Tarefas do exercício
[a] Segundo o texto sobre a automação portuária, que fenómeno prometia a era da automação revolucionar?
[b] Retome o texto sobre a automação portuária a partir do ponto em que termina e escreva a sua continuação.

Documento de origem
O Homem Pensa, O Software Controla, a Máquina Opera!
Marítimo23 Outubro, 2017Comentários fechados em O Homem Pensa, O Software Controla, a Máquina Opera!872A era da automação irrompeu pela cena marítimo-portuária com a promessa de revolucionar, de fio a pavio, o fenómeno do transporte de mercadorias e da logística – à medida que a tecnologia de ponta encontrava soluções, agilizando processos e simplificando tramitações ao longo da cadeia de abastecimento, outras interrogações foram brotando, nascidas do mesmo ventre que havia dado à luz o advento digital da automação nos terminais de todo o mundo: afinal, como se conciliará o incompassivo e imparável progresso robótico com a utilidade sócio-económica do labor humano? Será o investimento na automação portuária uma aposta global de sucesso garantido ou o risco terá de ser alvo de constantes avaliações, tendo em conta os diferentes contextos e a flutuação de um mercado em sucessiva consolidação?

Conteúdo dos dados
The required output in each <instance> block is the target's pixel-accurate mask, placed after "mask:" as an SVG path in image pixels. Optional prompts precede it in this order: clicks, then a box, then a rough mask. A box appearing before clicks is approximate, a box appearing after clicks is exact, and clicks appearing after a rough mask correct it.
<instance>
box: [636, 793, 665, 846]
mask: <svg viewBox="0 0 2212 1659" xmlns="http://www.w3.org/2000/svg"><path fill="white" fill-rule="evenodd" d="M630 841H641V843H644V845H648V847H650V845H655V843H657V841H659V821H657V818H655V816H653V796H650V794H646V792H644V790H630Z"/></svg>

Respostas numeradas
[a] O fenómeno do transporte de mercadorias e da logística.

[b]
O Terminal Maaslavkt II entrou em funcionamento em 2013
Apesar das dúvidas, não há como não contemplar, com inerte admiração, o veloz admirável mundo novo que se ergue perante nós. A entrada em funcionamento do majestático (e totalmente automatizado) terminal Maasvlakte II, no Porto de Roterdão, em 2013, veio coroar a rápida ascensão do novo paradigma, já adoptado também por infra-estruturas de todo o mundo: na Europa, onde predomina a automação baseada nos guindastes automáticos de empilhamento (Automatic Stacking Cranes) e a maximização do transporte horizontal, infra-estruturas como o Euromax Terminal (nos Países Baixos), o DPW Antwerp Gateway Terminal (na Bélgica), os Container Terminal Altenwerder e Burchardkai (ambos no porto alemão de Hamburgo) ou o TTI Algeciras (em Espanha) vão dando cartas como cobaias de uma experiência bem sucedida; na Ásia, plataformas como o Pusan Newport (na Coreia do Sul), o Hong Kong International Terminal (China) ou o Kaohsiung Evergreen Terminal (em Taiwan) provam a eficiência das massivas Cantilevers RMG que deslizam pelos cais orientais, transportando elevados volumes de contentores; na América do Norte, foi o Terminal de Norfolk (Virgínia, EUA) a dar o mote para o investimento na automação portuária, seguido primeiramente pelos portos de Long Beach, Nova Iorque e Nova Jérsia.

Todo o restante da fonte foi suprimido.